── Records to process ──
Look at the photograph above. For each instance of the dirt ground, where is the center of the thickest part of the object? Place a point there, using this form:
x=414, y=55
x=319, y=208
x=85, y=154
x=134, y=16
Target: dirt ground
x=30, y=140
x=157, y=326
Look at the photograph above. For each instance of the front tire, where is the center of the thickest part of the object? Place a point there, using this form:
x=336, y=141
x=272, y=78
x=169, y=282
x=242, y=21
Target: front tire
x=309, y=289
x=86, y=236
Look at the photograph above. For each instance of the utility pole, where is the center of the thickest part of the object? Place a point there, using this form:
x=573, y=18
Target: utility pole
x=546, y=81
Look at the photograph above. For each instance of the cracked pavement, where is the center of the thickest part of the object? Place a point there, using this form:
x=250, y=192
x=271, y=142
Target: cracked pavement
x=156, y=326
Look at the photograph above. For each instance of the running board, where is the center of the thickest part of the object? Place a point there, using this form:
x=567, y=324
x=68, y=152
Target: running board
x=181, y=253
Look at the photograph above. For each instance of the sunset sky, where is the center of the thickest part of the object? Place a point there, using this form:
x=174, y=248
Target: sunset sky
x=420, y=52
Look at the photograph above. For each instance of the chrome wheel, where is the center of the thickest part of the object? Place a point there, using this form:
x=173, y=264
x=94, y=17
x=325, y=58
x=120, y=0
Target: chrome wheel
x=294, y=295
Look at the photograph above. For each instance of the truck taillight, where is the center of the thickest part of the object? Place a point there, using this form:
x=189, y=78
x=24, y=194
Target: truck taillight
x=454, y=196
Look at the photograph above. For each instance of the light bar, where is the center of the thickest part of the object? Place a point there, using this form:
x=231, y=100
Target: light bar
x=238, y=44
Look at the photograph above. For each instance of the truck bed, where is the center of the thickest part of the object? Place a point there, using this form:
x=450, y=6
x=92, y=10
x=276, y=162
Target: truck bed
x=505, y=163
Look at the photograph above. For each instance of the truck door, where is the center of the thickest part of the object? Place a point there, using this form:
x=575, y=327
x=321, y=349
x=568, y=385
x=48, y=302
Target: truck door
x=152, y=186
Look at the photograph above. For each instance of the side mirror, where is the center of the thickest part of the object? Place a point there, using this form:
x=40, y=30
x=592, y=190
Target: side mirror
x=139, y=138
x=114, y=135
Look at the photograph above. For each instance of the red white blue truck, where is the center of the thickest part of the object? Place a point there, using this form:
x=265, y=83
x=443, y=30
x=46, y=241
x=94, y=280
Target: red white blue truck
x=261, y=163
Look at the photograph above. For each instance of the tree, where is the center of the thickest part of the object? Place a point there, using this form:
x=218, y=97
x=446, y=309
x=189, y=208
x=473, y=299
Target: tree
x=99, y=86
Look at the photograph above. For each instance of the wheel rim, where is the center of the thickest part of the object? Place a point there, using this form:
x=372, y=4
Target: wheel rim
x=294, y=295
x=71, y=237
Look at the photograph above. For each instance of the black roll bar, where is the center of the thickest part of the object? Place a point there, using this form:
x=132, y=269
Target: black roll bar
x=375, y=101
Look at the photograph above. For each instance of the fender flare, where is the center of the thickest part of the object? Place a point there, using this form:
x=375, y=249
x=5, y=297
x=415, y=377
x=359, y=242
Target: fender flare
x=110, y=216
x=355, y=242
───
Can you render all of the rows above as a numbered list, leaving out any blank lines?

1. Look at the photograph above. For each instance of the dirt ground, where is the center of the thickest part of the object? Place a point there, using this form:
2. x=414, y=55
3. x=319, y=208
4. x=85, y=154
5. x=134, y=16
6. Target: dirt ground
7. x=30, y=140
8. x=157, y=326
9. Look at the photograph above. For each instance of the front tire, where is the center of the thickest part of the object? Place a point there, using this form:
10. x=336, y=141
11. x=272, y=78
12. x=169, y=282
13. x=242, y=21
14. Target: front tire
15. x=309, y=289
16. x=86, y=236
17. Look at the photograph above. For each instance of the utility pole, where is the center of the thickest part of the object? Place a point there, using this form:
18. x=573, y=18
19. Target: utility pole
20. x=546, y=81
21. Look at the photograph above. For each instance of the cracked pavement, where is the center of the thickest part of the object? Place a point there, using this form:
22. x=250, y=192
23. x=271, y=142
24. Target: cracked pavement
25. x=156, y=326
26. Look at the photograph above. For each instance of the running board, where is the center of the thickest part of the object? Place a point there, using this form:
27. x=567, y=324
28. x=68, y=152
29. Target: running board
30. x=181, y=253
31. Look at the photograph above. For each instance of the sunset sky, where is the center of the thickest part of the object? Place a point there, using this form:
32. x=174, y=248
33. Target: sunset sky
34. x=420, y=52
35. Look at the photograph above. For each instance of the chrome wheel, where is the center of the thickest part of the object? Place a point there, using this form:
36. x=173, y=264
37. x=94, y=17
38. x=325, y=58
39. x=120, y=0
40. Target: chrome wheel
41. x=294, y=295
42. Look at the photograph above. For each instance of the truck taillight, where is the center of the thickest part of the object? Place a point there, using this form:
43. x=189, y=78
44. x=24, y=194
45. Target: truck taillight
46. x=454, y=196
47. Look at the photograph above. For each instance of the light bar, where is the center of the thickest part of the object? Place a point there, using this form:
48. x=231, y=100
49. Target: light bar
50. x=238, y=44
51. Look at the photograph above. For each instance of the truck bed, where is the center of the thickest part of the object? Place a point there, using this form:
52. x=450, y=6
53. x=92, y=10
54. x=276, y=162
55. Target: truck bed
56. x=505, y=163
57. Look at the photograph above. For each instance of the truck door, where is the center of the thickest part of the object? Place a point there, using this form:
58. x=575, y=327
59. x=321, y=349
60. x=568, y=385
61. x=48, y=302
62. Target: truck door
63. x=152, y=186
64. Look at the photograph above. For each instance of the side mirror, where is the center of the thickest part of the object? Place a point there, using this form:
65. x=40, y=30
66. x=592, y=190
67. Target: side mirror
68. x=139, y=138
69. x=114, y=135
70. Look at the photograph above. For each instance of the red white blue truck, where is the center of the thickest part of the object? Place a point there, using this form:
71. x=265, y=83
72. x=443, y=30
73. x=46, y=241
74. x=94, y=280
75. Target: red white blue truck
76. x=261, y=163
77. Look at the photograph above. For each instance of the tree, where is the center of the thickest part of the object? Place a point there, using this form:
78. x=218, y=97
79. x=446, y=309
80. x=189, y=208
81. x=473, y=299
82. Target: tree
83. x=99, y=86
84. Look at the photograph above. For each instance of the wheel rim, where is the center of the thickest part of the object? Place a point there, using this form:
85. x=372, y=4
86. Target: wheel rim
87. x=294, y=295
88. x=71, y=237
89. Look at the photograph above. For each instance of the black roll bar, where is the center of the thickest part of the object? Place a point there, using this form:
90. x=132, y=269
91. Target: black roll bar
92. x=375, y=101
93. Look at the photograph above. For each instance of the fender flare, where is the center of the thickest part of the object? Place a point there, using this form:
94. x=375, y=249
95. x=5, y=297
96. x=415, y=377
97. x=359, y=242
98. Target: fender flare
99. x=110, y=216
100. x=355, y=242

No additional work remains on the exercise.